**Required task**: Starting at the line that has "# test: locate the gold" and ending after the line that has "Query: white cuff", copy those lines of the records again with the requests included. Multiply every point coordinate in the answers by 0.65 and round it to a whole number, with halves going up, but leave the requests and their sample bodies unchanged.

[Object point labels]
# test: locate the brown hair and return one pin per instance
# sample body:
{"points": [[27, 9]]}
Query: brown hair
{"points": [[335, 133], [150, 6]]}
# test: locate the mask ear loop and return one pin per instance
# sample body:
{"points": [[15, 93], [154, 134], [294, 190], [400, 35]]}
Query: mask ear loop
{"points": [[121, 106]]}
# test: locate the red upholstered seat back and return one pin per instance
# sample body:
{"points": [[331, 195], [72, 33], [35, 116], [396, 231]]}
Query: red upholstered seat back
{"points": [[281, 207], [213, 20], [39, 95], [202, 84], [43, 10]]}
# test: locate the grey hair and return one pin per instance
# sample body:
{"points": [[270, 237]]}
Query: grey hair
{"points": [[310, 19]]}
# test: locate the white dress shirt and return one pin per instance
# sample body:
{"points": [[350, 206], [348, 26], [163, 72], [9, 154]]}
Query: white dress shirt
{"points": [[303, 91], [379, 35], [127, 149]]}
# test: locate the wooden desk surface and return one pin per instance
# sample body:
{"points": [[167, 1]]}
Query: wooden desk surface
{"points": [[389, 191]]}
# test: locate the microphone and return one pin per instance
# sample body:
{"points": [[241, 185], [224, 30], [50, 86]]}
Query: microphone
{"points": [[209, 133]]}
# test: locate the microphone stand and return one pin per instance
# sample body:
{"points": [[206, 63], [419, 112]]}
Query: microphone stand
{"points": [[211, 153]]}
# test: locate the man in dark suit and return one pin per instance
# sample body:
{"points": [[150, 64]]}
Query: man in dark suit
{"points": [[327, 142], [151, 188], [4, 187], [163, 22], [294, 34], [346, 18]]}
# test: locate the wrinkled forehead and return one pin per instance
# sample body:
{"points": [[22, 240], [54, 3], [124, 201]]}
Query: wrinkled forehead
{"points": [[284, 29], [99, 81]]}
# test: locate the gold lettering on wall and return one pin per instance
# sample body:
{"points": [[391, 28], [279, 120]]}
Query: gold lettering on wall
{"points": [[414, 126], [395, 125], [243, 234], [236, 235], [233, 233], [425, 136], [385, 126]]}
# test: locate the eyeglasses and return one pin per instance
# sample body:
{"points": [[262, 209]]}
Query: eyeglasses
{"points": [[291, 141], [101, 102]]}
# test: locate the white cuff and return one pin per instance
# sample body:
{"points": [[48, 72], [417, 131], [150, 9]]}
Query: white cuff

==

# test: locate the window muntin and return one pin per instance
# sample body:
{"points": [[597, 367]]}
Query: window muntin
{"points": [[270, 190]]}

---

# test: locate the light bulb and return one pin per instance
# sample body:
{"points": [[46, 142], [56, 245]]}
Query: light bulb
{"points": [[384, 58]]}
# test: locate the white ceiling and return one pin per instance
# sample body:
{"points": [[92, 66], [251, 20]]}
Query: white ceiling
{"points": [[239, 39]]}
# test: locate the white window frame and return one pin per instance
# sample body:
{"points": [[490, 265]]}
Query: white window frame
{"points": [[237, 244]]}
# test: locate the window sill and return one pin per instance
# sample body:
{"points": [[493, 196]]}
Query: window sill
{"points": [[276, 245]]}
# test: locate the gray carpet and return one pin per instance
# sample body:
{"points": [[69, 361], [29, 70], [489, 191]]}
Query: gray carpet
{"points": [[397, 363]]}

**Final result**:
# test: locate the gold lettering on wall and return one pin per instance
# sample body:
{"points": [[391, 28], [279, 120]]}
Query: gold lettering on wall
{"points": [[269, 82], [257, 81], [158, 152], [153, 153], [151, 151], [276, 88], [250, 82]]}
# test: locate the eyeglasses and return one pin per instance
# sample body:
{"points": [[262, 209]]}
Query: eyeglasses
{"points": [[189, 92], [66, 66]]}
# test: locate the white cuff and return one pin per instance
# sample body:
{"points": [[48, 72], [417, 131], [150, 9]]}
Query: white cuff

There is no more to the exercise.